### Objectives
• a. Return the portion of the article on the earnings component of CAMEL bank ratings that starts with "Forecasting the Next" and goes on through "of the fourth quarter of 2018.", copied word for word.
• b. Supply the next part of the article on the earnings component of CAMEL bank ratings, continuing after its final sentence.

### Provided passage
IDC Financial Publishing (IDCFP) utilizes the acronym CAMEL to represent the financial ratios used to evaluate the safety and soundness of commercial banks, savings institutions and credit unions. In this article, we explain how IDCFP uses earnings returns as the “E” component of our CAMEL ranking, and why it is important to monitor.
Good management strives to increase return on equity (ROE) above cost of equity (COE). IDCFP calculates nominal COE by adding together the following:
- one-and-a-half times the 30-year T-Bond yield
- 20% of the standard deviation of the operating profit margin for the S&P 500
A commensurate increase in the stock price to book value demonstrates a successful ratio of ROE greater than COE.
IDCFP looks at an institution’s ROE in terms of two components, return on operating earning assets (ROEA) and return on financial leverage (ROFL), both of which provide additional insight into management’s style, operating and financial decisions.
- ROEA measures the profitability of an institution’s operating strategy. It is the percentage of after-tax income from operations before funding costs divided by earning assets. Components of this numerator include income from loans and investments, non-interest income, operating expenses and taxes, and the change in the loan loss reserve. ROEA reflects the operation of an institution, as if equity and the loan loss reserve were total liabilities and capital.
- ROFL measures the profitability of an institution’s financial strategy and reflects the degree to which an institution uses deposits and debt to finance its operating strategy. IDCFP defines ROFL as the leverage spread (after-tax operating income [ROEA] less the after-tax cost of funding deposits and debt) times the leverage multiplier. The leverage multiplier equals net adjusted debt (earning assets funded by deposits and debt) divided by the total equity capital plus the loan loss reserve.
Our CAMEL ratings of banks, savings institutions, and credit unions range from 300 (the top grade attainable) to 1 (the lowest). From the early 1990’s, through today, institutions using our ranks determined that ratings lower than 125 were deemed below investment grade. A low return from operations, combined with rising funding costs, creates a negative leverage spread. This negative spread multiplied by a bank’s leverage provides a highly negative ROFL, and, as a result, leads to a rank below 125.
Forecasting the Next Banking Crisis - Updated with 2018Q4 ranks
Out of the 5,453 total commercial banks and savings institutions, we have identified 307 ranked less than 125 in the fourth quarter of 2018. When we see the number of these poorly rated banks reach a low and begin to rise, either in the total institutions ranked or by CAMEL component, this indicates the potential for a future crisis.
Table I illustrates the trend of one CAMEL component reaching its low when examining commercial banks and savings institutions ranked less than 125 by IDCFP (see Table I). Most of these components, however, are still declining as of the fourth quarter of 2018.

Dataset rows
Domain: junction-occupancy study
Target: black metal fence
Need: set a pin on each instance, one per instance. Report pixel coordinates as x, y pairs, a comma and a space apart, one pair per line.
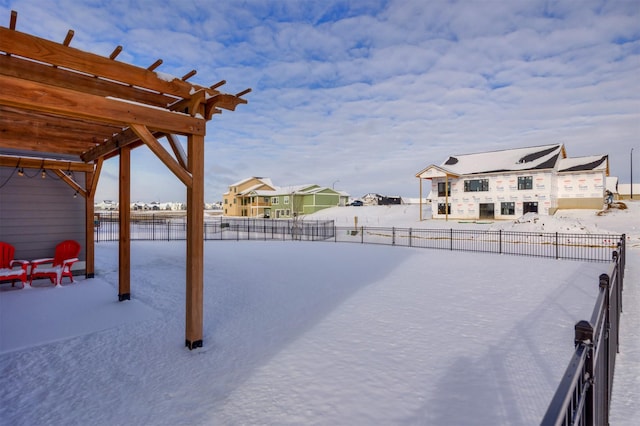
584, 394
584, 247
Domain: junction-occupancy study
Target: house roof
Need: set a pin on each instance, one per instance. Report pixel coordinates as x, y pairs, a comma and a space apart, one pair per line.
594, 162
510, 160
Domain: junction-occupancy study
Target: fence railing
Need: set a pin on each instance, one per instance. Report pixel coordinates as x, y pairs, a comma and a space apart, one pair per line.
585, 247
584, 394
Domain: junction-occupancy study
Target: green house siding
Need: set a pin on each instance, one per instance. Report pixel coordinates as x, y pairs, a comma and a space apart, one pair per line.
319, 201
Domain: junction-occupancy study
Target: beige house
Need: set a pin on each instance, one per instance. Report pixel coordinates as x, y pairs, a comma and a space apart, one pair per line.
241, 200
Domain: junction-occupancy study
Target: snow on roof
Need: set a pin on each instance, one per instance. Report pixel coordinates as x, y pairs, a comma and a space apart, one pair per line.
594, 162
538, 157
266, 181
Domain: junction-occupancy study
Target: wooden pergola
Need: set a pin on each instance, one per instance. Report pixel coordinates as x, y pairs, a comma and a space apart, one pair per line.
69, 110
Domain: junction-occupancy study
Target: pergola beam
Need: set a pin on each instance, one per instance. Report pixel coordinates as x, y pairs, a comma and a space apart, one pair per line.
44, 163
38, 49
20, 93
147, 137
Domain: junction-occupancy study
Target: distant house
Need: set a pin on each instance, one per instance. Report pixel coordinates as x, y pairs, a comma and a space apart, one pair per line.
507, 184
380, 200
259, 197
626, 191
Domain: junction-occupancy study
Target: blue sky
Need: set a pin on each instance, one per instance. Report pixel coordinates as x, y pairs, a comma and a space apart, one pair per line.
361, 95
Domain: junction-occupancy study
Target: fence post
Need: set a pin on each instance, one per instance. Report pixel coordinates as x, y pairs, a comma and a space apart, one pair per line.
451, 239
584, 336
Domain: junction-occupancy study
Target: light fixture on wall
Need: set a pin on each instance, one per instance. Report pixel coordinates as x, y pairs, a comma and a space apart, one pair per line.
20, 170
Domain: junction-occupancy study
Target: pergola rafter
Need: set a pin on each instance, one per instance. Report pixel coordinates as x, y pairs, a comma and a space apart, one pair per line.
64, 109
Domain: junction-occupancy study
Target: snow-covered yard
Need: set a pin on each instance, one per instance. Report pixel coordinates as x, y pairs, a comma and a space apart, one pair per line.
314, 333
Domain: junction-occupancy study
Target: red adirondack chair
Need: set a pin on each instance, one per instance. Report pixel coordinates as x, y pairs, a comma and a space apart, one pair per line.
59, 266
8, 270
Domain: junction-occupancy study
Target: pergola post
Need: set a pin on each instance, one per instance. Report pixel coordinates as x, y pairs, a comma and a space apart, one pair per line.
195, 243
124, 247
89, 240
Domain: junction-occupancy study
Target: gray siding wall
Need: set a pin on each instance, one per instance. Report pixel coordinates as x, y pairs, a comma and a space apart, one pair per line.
36, 214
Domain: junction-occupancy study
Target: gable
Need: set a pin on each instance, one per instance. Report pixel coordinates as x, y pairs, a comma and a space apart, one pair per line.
511, 160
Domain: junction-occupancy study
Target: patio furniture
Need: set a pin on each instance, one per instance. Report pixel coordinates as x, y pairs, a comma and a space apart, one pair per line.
8, 270
57, 267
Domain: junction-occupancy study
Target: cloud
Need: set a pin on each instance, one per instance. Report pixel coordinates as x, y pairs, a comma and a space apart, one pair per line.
370, 92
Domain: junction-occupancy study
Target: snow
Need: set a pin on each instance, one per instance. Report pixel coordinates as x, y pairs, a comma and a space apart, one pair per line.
316, 333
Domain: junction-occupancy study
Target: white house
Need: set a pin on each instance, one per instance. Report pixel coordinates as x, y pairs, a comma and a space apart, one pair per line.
509, 183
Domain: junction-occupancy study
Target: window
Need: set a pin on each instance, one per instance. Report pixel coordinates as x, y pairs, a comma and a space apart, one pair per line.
441, 209
441, 186
476, 185
525, 182
508, 209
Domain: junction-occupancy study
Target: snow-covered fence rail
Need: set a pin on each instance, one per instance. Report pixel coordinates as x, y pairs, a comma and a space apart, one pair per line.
589, 247
584, 394
585, 247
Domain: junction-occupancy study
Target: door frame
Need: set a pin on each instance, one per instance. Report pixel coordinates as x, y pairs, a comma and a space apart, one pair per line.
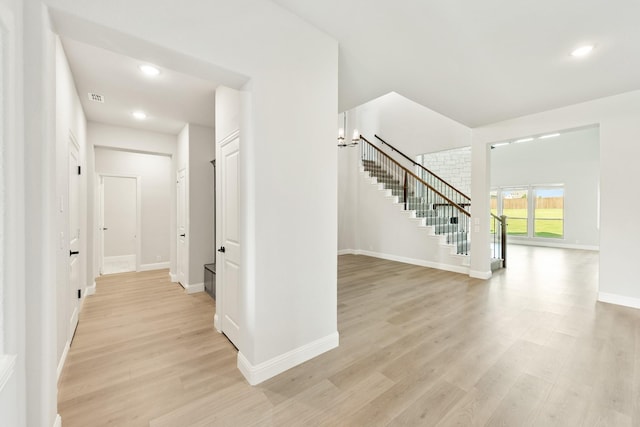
75, 312
100, 191
218, 318
181, 278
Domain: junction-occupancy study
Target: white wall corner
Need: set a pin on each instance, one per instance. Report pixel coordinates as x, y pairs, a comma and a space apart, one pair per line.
63, 359
484, 275
90, 290
7, 366
216, 323
255, 374
619, 300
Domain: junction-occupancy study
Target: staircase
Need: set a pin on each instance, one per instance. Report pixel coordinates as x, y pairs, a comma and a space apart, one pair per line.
436, 204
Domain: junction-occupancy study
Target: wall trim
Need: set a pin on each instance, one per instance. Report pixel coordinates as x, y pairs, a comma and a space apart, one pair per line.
346, 252
255, 374
515, 241
90, 290
119, 264
484, 275
196, 287
422, 263
619, 300
7, 367
192, 289
155, 266
63, 359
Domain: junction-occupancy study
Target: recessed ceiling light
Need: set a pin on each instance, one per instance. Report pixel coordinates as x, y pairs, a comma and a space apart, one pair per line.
500, 144
551, 135
149, 70
140, 115
582, 50
523, 140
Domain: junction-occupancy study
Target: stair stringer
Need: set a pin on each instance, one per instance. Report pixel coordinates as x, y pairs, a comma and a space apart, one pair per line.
386, 230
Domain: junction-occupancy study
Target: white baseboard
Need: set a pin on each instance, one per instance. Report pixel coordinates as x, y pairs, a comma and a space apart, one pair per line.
546, 244
255, 374
119, 264
484, 275
422, 263
90, 290
63, 359
619, 300
155, 266
194, 288
7, 366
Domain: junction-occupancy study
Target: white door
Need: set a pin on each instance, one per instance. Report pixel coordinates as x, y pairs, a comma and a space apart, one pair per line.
120, 212
74, 235
228, 255
181, 253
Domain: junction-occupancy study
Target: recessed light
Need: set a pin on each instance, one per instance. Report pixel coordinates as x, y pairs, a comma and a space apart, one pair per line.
582, 50
524, 140
551, 135
500, 144
140, 115
149, 70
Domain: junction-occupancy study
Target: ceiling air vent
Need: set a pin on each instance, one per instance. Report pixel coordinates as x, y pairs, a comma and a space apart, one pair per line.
95, 97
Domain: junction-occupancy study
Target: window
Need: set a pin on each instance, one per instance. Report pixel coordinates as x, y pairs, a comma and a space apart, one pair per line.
516, 207
549, 212
532, 211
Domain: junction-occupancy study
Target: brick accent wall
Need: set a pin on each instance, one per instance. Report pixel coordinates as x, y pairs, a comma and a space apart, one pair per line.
454, 166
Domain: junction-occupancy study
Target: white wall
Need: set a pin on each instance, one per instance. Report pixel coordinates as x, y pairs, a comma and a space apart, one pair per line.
157, 185
414, 129
571, 159
12, 250
201, 145
162, 148
409, 126
182, 162
70, 119
617, 117
295, 281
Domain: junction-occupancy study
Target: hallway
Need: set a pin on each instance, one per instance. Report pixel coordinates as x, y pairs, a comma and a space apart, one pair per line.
417, 347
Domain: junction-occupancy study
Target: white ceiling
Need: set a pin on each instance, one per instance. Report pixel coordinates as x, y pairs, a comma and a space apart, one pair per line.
170, 99
480, 62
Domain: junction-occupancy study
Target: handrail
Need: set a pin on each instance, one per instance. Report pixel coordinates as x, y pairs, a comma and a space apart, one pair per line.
502, 220
460, 208
422, 167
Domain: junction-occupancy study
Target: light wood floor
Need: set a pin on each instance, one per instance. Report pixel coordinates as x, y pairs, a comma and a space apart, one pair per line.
418, 347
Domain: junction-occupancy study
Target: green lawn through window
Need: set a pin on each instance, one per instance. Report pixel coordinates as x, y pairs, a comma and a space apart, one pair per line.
548, 222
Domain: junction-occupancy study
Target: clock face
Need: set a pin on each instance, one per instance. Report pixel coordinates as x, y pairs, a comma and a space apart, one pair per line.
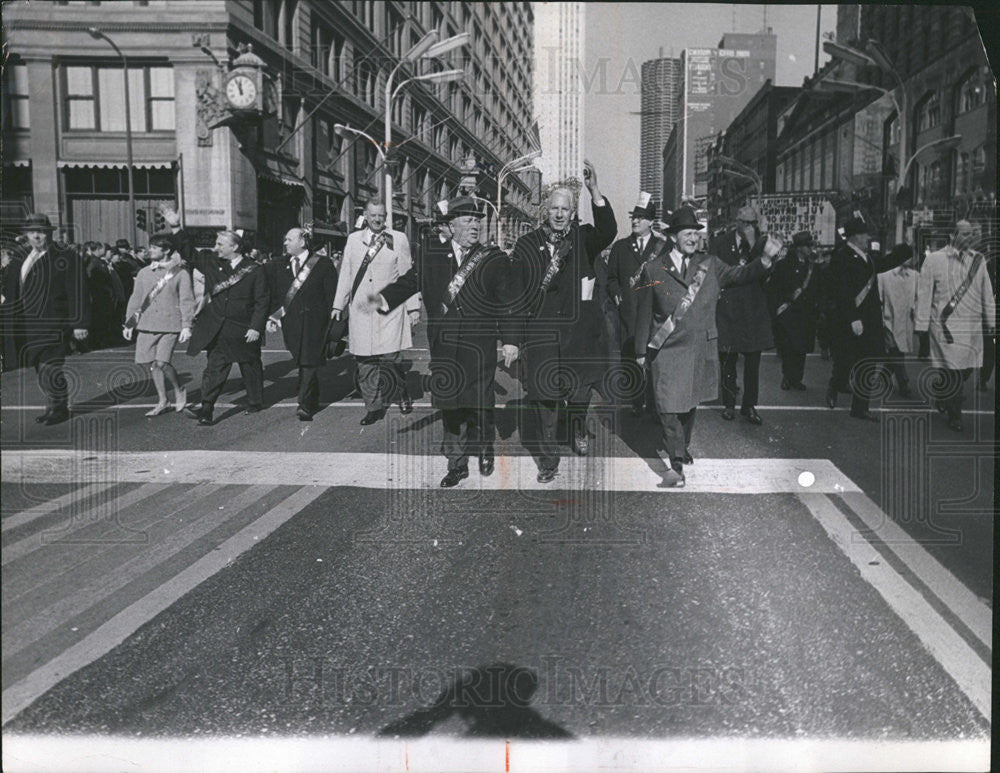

### Answers to the exercise
• a.
Forecasting the Next Banking Crisis - Updated with 2018Q4 ranks
Out of the 5,453 total commercial banks and savings institutions, we have identified 307 ranked less than 125 in the fourth quarter of 2018. When we see the number of these poorly rated banks reach a low and begin to rise, either in the total institutions ranked or by CAMEL component, this indicates the potential for a future crisis.
Table I illustrates the trend of one CAMEL component reaching its low when examining commercial banks and savings institutions ranked less than 125 by IDCFP (see Table I). Most of these components, however, are still declining as of the fourth quarter of 2018.

• b.
- The number of risky institutions reached a new low of 307 in the fourth quarter of 2018.
- The “C” component, or institutions with insufficient capital, fell to a new low of 31 in the fourth quarter of 2018.
- The “A” component represents institutions lacking adequacy of capital to cover delinquency with less than 5% risk-adjusted capital. These institutions declined to a new low of 41 in the fourth quarter of 2018.
- The “M” component, which uses margins as a measure of management reached a new low level of 74 banks in the fourth quarter of 2018.
- The “E” component represents institutions exhibiting negative earnings or returns on financial leverage (ROFL). These banks fell to a new low of 88 in the fourth quarter of 2018.
- Finally, the “L” component represents negative liquidity. The number of banks ranked below 125 with negative balance sheet cash flow and high loan delinquency remained at a low of 5 in the third quarter of 2018 and increased to 9 in the fourth quarter of 2018, which is an indication of risk.
To forecast a banking crisis, the number of all banks ranked less than 125, as well as those in each component of CAMEL, must reach a low and begin to increase. With only the “L” component currently showing this trend, the next few years are forecast to be free of major problems with no crisis on the horizon.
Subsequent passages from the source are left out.